● Task item: For this exercise, please find the lines in the entries that include the word "scooter" and copy them.

● Records for processing:
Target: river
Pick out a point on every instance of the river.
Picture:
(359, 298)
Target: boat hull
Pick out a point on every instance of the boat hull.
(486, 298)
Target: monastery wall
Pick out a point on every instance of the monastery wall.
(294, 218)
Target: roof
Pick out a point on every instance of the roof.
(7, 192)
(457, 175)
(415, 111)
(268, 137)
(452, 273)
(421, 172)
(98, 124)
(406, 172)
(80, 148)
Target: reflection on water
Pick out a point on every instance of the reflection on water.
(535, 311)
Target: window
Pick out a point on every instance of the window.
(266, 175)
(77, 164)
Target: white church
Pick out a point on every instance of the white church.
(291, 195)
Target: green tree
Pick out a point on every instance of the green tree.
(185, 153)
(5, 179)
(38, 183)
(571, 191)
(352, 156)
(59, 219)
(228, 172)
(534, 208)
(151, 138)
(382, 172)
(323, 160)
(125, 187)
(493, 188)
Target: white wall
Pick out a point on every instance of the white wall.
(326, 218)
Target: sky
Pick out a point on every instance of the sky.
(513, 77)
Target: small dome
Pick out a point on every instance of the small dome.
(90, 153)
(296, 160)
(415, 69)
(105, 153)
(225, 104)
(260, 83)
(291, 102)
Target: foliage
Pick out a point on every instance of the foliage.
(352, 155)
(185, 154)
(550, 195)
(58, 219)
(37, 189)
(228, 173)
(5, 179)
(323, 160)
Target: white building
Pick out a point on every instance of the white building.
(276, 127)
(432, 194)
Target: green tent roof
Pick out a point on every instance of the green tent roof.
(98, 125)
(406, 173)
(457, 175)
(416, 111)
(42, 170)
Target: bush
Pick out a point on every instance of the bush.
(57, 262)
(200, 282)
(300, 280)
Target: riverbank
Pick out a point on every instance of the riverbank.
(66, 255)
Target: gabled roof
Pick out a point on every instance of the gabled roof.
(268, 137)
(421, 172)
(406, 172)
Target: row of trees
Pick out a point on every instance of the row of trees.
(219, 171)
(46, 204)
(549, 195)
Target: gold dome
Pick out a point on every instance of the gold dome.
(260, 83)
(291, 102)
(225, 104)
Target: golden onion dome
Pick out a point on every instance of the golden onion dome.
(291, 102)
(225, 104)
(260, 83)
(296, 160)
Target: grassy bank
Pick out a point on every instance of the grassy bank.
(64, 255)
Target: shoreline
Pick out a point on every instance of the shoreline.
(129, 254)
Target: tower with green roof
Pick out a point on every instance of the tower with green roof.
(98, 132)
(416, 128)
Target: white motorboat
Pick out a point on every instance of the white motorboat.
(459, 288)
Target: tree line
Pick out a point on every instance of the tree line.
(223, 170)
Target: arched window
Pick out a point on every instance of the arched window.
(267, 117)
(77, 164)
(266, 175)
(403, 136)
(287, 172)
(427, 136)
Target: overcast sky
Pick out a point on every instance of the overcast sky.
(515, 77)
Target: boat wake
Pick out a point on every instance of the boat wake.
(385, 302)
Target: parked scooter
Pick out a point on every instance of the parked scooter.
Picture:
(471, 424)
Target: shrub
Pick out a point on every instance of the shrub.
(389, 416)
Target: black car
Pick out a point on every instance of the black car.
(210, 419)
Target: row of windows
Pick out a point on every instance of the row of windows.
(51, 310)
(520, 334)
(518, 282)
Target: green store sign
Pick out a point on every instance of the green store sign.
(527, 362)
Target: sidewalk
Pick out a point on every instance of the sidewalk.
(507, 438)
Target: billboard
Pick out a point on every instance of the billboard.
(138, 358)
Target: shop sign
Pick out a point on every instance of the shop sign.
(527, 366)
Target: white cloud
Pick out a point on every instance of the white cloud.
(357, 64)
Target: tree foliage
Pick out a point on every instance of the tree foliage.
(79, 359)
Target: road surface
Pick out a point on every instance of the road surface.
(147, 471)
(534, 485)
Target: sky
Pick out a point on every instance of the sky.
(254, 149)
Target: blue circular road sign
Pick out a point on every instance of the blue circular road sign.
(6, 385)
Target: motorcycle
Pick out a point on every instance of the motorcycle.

● Solution for this problem:
Target: parked scooter
Pick out a point on every instance of the parked scooter.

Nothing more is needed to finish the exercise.